**GOAL:**
The required output is the exact sequence of lines from the line holding "segment --region=dirt path" to the end of the records, inclusive.

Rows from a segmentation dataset

★ ★ ★ ★

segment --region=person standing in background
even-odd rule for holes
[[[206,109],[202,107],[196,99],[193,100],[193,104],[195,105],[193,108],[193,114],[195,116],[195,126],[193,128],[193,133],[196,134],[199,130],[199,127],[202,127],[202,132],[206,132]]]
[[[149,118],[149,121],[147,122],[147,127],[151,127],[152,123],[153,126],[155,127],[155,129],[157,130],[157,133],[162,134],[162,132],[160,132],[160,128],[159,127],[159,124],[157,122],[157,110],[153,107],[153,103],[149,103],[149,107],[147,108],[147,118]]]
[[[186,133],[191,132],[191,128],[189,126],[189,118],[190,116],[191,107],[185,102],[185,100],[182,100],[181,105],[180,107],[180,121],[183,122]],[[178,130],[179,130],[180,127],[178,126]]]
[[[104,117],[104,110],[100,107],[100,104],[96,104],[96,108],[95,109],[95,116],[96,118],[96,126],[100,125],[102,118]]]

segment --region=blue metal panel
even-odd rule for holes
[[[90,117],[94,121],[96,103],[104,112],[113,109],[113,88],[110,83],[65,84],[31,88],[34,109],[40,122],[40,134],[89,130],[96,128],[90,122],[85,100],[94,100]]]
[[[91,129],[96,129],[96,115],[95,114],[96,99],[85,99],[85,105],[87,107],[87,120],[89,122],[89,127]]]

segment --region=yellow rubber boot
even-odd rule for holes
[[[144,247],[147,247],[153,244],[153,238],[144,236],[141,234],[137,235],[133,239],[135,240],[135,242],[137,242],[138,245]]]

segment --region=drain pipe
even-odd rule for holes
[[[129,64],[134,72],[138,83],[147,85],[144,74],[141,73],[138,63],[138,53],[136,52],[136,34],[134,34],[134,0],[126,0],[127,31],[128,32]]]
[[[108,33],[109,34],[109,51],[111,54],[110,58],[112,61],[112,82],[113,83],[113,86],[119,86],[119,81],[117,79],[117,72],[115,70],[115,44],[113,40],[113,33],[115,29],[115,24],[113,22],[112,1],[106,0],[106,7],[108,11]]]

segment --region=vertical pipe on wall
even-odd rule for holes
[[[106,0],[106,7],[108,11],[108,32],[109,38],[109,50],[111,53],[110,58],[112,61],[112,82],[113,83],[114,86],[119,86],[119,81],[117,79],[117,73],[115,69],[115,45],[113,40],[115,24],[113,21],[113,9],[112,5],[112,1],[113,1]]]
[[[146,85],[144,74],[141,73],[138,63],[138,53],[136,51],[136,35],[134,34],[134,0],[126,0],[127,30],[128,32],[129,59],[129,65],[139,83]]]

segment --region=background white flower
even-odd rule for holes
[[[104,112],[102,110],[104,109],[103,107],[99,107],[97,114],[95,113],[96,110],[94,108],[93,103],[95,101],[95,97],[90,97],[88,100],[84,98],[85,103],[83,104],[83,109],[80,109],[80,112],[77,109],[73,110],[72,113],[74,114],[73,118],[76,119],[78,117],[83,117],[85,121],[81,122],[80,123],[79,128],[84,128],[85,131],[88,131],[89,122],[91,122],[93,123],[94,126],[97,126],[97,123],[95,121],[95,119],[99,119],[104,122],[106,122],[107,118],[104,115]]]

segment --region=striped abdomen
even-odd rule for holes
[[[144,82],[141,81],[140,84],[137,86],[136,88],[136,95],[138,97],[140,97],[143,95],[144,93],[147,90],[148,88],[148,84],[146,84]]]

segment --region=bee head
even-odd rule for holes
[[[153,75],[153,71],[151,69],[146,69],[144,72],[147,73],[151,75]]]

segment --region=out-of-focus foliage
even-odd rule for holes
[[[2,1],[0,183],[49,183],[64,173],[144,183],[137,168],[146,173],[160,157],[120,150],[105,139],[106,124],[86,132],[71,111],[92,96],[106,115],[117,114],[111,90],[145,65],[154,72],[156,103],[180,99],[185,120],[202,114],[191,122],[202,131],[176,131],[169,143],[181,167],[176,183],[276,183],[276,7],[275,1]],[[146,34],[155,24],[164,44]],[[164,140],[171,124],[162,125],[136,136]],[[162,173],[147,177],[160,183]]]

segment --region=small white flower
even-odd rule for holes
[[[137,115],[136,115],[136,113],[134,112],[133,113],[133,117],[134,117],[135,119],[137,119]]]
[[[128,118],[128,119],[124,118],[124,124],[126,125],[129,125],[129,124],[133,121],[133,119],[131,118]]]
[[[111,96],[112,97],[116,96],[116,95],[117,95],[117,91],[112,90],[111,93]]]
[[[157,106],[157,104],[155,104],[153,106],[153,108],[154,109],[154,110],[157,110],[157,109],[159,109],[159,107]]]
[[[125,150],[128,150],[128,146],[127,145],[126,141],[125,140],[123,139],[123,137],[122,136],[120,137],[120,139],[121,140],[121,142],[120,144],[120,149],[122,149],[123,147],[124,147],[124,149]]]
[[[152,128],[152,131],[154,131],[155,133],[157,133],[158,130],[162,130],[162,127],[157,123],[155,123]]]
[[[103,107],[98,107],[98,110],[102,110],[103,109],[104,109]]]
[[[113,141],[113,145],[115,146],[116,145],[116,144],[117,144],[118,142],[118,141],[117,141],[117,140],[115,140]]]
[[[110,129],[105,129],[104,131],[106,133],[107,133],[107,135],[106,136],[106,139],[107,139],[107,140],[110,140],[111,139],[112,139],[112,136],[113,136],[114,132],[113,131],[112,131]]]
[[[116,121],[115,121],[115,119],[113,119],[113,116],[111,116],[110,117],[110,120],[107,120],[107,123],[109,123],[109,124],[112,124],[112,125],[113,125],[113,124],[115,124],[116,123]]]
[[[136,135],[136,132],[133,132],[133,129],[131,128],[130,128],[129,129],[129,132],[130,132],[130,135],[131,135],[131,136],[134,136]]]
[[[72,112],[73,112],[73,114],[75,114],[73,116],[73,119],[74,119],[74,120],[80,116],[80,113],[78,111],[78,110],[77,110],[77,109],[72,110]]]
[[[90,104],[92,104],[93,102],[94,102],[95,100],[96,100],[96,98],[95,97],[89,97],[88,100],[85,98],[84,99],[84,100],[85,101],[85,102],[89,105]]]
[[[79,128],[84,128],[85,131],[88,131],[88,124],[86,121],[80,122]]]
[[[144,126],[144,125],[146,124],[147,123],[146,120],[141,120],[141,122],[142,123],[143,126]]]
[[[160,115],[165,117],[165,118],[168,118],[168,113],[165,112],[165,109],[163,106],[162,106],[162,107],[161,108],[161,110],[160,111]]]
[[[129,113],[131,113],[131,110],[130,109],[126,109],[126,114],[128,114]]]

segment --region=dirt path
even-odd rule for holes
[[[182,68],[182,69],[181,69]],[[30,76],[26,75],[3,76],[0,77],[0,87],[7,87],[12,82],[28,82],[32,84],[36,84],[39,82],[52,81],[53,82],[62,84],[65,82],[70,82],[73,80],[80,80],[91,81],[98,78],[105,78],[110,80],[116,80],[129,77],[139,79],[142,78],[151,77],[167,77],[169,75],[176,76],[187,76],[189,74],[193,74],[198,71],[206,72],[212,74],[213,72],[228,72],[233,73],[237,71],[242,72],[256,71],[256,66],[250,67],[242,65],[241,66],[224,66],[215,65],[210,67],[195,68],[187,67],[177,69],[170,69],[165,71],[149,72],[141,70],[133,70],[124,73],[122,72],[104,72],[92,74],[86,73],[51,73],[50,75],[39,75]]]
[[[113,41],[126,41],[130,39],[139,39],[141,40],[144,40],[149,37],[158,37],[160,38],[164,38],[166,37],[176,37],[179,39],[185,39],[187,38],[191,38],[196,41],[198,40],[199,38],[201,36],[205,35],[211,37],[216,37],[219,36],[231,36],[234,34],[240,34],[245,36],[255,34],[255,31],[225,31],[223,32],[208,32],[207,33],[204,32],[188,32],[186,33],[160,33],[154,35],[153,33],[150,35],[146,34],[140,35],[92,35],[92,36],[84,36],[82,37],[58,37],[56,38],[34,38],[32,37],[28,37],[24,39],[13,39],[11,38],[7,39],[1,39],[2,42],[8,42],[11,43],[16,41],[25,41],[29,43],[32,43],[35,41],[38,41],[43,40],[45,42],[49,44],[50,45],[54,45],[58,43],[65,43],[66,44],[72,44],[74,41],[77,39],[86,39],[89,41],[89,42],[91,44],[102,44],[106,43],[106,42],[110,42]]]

★ ★ ★ ★

**OUTPUT OF THE TASK:**
segment --region=dirt path
even-odd rule for holes
[[[182,68],[182,69],[181,69]],[[30,76],[26,75],[3,76],[0,77],[0,87],[7,87],[12,82],[28,82],[32,84],[36,84],[39,82],[52,81],[53,82],[62,84],[65,82],[70,82],[73,80],[80,80],[91,81],[98,78],[105,78],[110,80],[116,80],[129,77],[139,79],[142,78],[151,77],[167,77],[169,75],[176,76],[187,76],[189,74],[193,74],[198,71],[206,72],[212,74],[213,72],[228,72],[233,73],[237,71],[242,72],[256,71],[256,66],[250,67],[242,65],[241,66],[224,66],[215,65],[210,67],[195,68],[187,67],[177,69],[170,69],[165,71],[149,72],[141,70],[133,70],[124,73],[122,72],[104,72],[92,74],[86,73],[51,73],[50,75],[39,75]]]
[[[113,41],[126,41],[130,39],[139,39],[141,40],[144,40],[149,37],[158,37],[160,38],[164,38],[166,37],[176,37],[179,39],[185,39],[187,38],[191,38],[196,41],[198,40],[199,38],[201,36],[205,35],[211,37],[216,37],[219,36],[231,36],[234,34],[240,34],[245,36],[255,34],[255,31],[225,31],[223,32],[208,32],[207,33],[204,32],[188,32],[186,33],[160,33],[154,35],[153,33],[150,35],[146,34],[140,35],[92,35],[92,36],[84,36],[82,37],[58,37],[56,38],[34,38],[32,37],[28,37],[24,39],[13,39],[11,38],[7,39],[1,39],[2,42],[8,42],[11,43],[16,41],[25,41],[29,43],[32,43],[35,41],[38,41],[43,40],[45,42],[49,44],[50,45],[54,45],[58,43],[65,43],[66,44],[72,44],[74,41],[77,39],[86,39],[89,41],[89,42],[91,44],[102,44],[106,43],[106,42],[110,42]]]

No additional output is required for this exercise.